What to work on: A word-for-word transcription of the whole listing is required.

Given entries:
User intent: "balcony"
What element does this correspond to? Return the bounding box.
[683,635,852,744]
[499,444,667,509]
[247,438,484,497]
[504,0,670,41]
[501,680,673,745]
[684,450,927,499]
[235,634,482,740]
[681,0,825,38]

Task solution:
User intent: "balcony"
What element does this correspond to? Return the bounding box.
[683,635,852,744]
[499,444,667,509]
[247,438,484,497]
[504,0,670,41]
[501,680,673,745]
[684,450,927,499]
[235,634,482,740]
[681,0,825,38]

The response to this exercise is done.